Many of these debates hinge upon Shakespeare's conception of the role. It is generally agreed that he created three characters who can be described as ‘black': the villainous Aaron the Moor in
Titus Andronicus,
the blundering Prince of Morocco in
The Merchant of Venice
and, of course, the Moor of Venice himself. Others make their way on stage, or drift tantalisingly close: Aaron's child with Queen Tamora in
Titus Andronicus,
described as a ‘tawny slave', so presumably mixed-race; the nameless ‘Negro' girl made pregnant by Lancelot Gobbo in
The Merchant of Venice;
the ‘King of Tunis' who marries the daughter of the King of Naples just before the action of
The Tempest.
But other figures are more elusive. How should the ethnicity of the Egyptian Cleopatra, who describes her skin as ‘with Phoebus' amorous pinches black', be played? Or Caliban? And what the playwright intended by making characters African' – if the intention is consistent – is an even larger question. In the era of postcolonial criticism, few questions have used up so many gallons of scholarly ink.

There is much to disagree on. For a start, ‘blackness' – the scare quotes seem necessary – was a complex and unstable notion for Shakespeare and his contemporaries. For much of the sixteenth and early seventeenth centuries the number of people in England who were non-white was minuscule, even in the multicultural metropolis of London. Although Elizabethan privateers were only too pleased to ship African slaves to America and the Caribbean, England itself
had no regulated slave trade, unlike other European countries such as Portugal or Spain.

A small number of black Africans – mainly West Africans, along with Berbers from northern Africa – had been brought to England, where they were overwhelmingly employed in domestic work. Queen Elizabeth I had a black maidservant, as did high-profile members of her court. Some seem to have found employment as entertainers: one ‘John Blanke, the blacke trumpeter', played regularly for Henry VII and Henry VIII, while James I employed black entertainers.

Even so, the line of tolerance was thin. Despite there being so very few black people resident – perhaps a thousand in total, half of one per cent of London's population – official anxiety increased sharply in the late sixteenth century, particularly in the recession-struck 1590s. Queen Elizabeth may have been content to be served by people of colour, but she issued numerous edicts ordering the expulsion of a group of black men captured from a Spanish colony in the West Indies, proclaiming in 1596 that ‘there are of late divers blackmoores brought into this realm, of which kind of people there are allready here to manie' and that it was her ‘good pleasure to have those kinde of people sent out of the lande'. The queen repeated the call in 1601, complaining about the ‘great numbers of Negars and Blackamoors'. Declaring them ‘infidels, having no understanding of Christ or his gospel', she again called for them to be thrown out. (It seems unlikely any actually were.)

■ AIM 1: Locate every line in the rows that contains the word "hair" and copy each of those lines in full.

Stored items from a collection
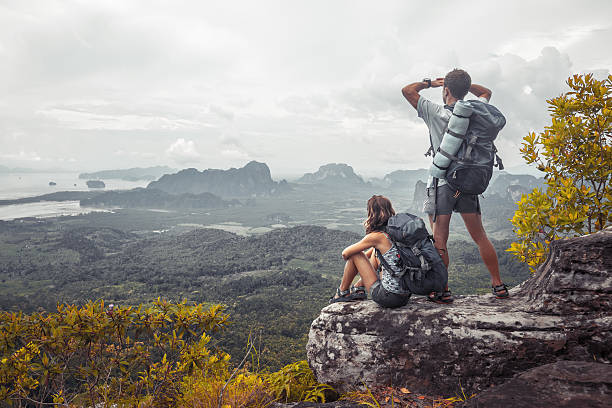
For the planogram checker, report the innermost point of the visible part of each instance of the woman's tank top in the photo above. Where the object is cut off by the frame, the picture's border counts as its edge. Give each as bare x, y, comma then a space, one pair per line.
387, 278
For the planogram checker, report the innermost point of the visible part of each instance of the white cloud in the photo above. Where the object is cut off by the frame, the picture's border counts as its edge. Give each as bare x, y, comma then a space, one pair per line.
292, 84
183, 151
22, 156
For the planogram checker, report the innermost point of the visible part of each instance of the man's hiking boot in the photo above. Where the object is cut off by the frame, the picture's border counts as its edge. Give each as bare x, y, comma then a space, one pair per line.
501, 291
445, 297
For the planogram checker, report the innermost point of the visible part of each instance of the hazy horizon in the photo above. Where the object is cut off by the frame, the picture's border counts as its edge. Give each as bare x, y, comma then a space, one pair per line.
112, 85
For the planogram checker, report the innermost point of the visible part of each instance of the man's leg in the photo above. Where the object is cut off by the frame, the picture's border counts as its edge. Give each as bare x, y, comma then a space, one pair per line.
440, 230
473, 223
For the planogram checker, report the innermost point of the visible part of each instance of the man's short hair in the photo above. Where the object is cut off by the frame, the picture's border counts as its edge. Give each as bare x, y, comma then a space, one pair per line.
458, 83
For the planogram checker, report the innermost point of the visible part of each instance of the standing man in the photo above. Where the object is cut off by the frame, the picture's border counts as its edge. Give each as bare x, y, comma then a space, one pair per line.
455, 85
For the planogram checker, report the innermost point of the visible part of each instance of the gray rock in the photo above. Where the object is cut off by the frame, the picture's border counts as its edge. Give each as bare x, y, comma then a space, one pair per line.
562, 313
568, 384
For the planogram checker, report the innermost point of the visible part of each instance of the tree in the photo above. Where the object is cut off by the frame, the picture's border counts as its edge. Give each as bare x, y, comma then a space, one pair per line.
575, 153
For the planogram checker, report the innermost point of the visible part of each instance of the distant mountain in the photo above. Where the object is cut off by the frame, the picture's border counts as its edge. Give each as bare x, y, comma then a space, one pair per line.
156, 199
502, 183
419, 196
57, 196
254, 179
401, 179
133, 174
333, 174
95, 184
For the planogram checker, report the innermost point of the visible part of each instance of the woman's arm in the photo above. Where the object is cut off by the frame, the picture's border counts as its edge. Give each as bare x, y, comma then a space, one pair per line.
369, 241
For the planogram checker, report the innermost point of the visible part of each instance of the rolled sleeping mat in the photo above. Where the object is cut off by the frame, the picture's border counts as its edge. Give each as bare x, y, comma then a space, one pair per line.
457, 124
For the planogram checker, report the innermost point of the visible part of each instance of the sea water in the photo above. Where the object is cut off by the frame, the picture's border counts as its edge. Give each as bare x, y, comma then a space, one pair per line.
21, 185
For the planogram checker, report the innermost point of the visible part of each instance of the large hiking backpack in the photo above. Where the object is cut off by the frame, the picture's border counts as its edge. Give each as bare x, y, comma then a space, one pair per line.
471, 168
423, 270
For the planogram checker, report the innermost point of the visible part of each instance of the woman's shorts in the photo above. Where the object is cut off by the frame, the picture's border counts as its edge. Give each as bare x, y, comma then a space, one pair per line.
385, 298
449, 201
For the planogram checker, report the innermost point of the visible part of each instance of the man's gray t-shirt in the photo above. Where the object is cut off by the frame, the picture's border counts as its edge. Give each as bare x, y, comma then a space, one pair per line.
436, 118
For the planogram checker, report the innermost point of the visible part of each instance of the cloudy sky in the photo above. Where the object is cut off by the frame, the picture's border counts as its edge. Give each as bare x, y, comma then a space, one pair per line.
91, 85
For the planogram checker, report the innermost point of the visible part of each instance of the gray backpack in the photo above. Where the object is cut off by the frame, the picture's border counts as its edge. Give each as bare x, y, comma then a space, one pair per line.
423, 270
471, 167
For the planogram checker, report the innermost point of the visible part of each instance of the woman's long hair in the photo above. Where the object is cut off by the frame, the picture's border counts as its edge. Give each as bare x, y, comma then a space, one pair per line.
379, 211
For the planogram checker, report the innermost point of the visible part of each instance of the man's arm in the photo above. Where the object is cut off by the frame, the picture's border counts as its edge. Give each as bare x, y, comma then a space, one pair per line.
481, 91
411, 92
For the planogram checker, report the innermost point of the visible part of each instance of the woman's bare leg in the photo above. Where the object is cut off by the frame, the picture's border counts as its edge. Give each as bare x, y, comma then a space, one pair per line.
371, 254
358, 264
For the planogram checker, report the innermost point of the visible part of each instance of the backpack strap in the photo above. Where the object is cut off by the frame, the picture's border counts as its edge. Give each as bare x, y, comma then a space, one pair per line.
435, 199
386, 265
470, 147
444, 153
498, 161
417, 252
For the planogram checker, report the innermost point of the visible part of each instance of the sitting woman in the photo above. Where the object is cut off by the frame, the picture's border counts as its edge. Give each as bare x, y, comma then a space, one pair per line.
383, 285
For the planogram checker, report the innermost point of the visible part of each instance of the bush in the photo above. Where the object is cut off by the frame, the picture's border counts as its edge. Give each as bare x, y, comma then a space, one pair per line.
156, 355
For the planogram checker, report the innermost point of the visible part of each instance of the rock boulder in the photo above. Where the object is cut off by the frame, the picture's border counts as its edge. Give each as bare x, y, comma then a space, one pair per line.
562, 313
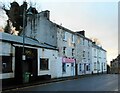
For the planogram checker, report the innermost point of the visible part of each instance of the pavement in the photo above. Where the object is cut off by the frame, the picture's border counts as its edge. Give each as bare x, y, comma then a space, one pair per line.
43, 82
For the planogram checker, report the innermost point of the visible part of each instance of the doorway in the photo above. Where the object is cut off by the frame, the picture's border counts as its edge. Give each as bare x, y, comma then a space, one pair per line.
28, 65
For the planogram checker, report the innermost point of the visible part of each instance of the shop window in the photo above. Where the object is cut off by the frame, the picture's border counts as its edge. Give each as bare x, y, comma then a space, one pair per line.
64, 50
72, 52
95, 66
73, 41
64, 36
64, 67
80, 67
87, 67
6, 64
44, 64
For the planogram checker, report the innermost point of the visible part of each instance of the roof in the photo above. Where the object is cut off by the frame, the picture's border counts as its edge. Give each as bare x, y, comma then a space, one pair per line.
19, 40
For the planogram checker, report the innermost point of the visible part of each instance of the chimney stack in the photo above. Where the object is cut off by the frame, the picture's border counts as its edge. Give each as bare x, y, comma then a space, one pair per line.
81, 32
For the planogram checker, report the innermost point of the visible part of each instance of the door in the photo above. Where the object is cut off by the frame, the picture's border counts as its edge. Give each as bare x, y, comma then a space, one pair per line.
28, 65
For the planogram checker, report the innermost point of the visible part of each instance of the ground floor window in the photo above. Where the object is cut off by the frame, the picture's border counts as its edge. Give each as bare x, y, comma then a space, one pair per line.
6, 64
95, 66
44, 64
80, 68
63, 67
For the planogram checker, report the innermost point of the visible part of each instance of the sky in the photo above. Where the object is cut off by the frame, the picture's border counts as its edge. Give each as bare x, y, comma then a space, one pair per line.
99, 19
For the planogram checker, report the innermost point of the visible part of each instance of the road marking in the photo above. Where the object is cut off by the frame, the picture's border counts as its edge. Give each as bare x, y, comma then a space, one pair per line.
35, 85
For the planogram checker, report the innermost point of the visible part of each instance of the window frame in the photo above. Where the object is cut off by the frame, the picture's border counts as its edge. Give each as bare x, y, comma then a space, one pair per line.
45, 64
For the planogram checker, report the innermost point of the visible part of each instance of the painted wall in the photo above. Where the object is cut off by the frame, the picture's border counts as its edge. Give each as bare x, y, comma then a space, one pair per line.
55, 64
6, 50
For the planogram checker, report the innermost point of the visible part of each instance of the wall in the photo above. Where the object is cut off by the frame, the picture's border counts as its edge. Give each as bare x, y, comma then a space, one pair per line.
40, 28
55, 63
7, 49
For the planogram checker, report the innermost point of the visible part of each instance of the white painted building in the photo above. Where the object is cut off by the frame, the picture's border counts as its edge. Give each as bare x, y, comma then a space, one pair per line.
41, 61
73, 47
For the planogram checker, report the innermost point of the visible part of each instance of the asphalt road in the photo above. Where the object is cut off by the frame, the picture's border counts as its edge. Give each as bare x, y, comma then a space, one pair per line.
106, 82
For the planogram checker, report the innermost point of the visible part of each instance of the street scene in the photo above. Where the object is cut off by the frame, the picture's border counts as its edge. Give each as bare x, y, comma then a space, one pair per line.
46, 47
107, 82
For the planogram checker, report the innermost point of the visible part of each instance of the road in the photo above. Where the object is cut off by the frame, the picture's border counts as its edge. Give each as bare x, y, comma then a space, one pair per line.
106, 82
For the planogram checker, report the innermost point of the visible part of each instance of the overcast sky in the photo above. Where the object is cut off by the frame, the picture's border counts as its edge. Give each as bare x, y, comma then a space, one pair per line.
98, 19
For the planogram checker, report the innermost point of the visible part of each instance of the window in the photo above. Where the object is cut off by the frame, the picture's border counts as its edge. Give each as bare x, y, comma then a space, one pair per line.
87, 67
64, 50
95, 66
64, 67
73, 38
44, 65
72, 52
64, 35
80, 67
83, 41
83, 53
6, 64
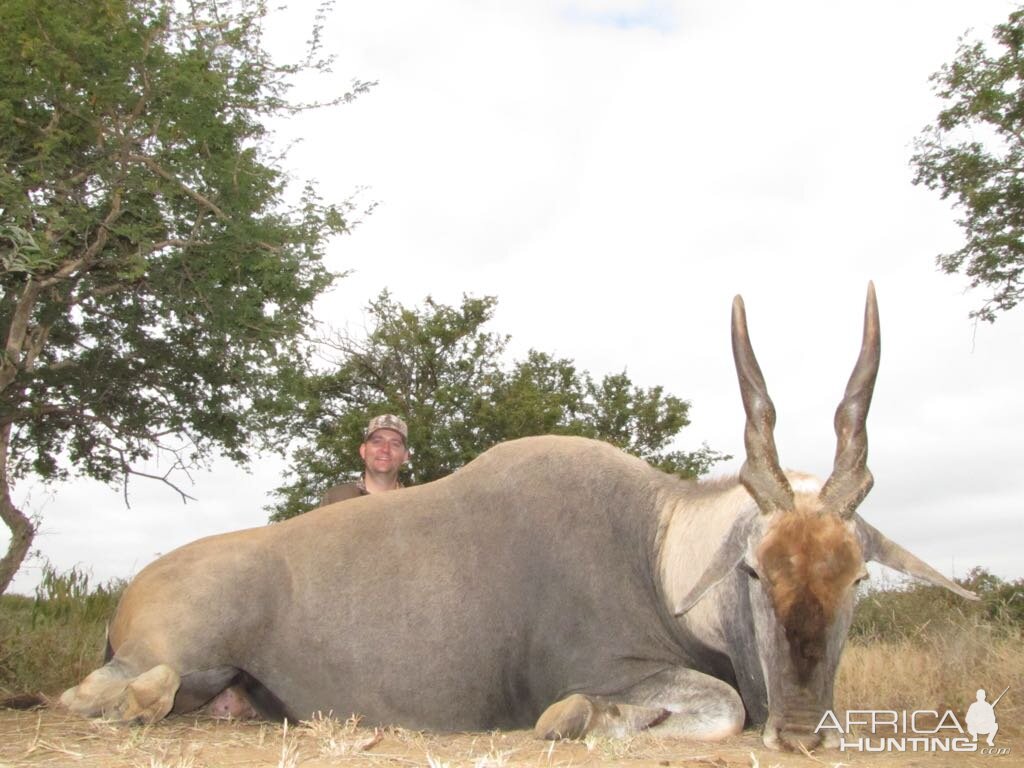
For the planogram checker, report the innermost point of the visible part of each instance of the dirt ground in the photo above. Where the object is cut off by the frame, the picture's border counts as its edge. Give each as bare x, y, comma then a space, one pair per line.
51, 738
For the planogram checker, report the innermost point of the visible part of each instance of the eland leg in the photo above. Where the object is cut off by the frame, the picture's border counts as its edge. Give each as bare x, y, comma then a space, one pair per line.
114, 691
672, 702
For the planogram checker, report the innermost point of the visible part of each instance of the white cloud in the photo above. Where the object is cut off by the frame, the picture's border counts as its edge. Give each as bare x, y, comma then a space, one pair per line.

■ AIM 2:
Answer these questions about the passage on Shakespeare's black characters:
(a) Who played regularly for Henry VII and Henry VIII?
(b) In what year did Queen Elizabeth repeat her call to expel black people from England?
(c) What phrase describes Aaron's child with Queen Tamora?

■ EXERCISE RESULT 1:
For the planogram checker, report the innermost point of the visible part of each instance of the man's short hair in the photo above. Where the object is cut off by the frame, the picture's border counts as its edge. Give each as bare x, y, comma then a space, one pair per line.
For the planogram checker, report the innermost point of the visible part of each instance of the woman's long hair in the photo above. Where the object is cut off by the frame, the picture's border counts as its edge. Give each as bare x, y, comma then a space, one pair per line.

■ EXERCISE RESULT 2:
(a) John Blanke, the blacke trumpeter
(b) 1601
(c) "tawny slave"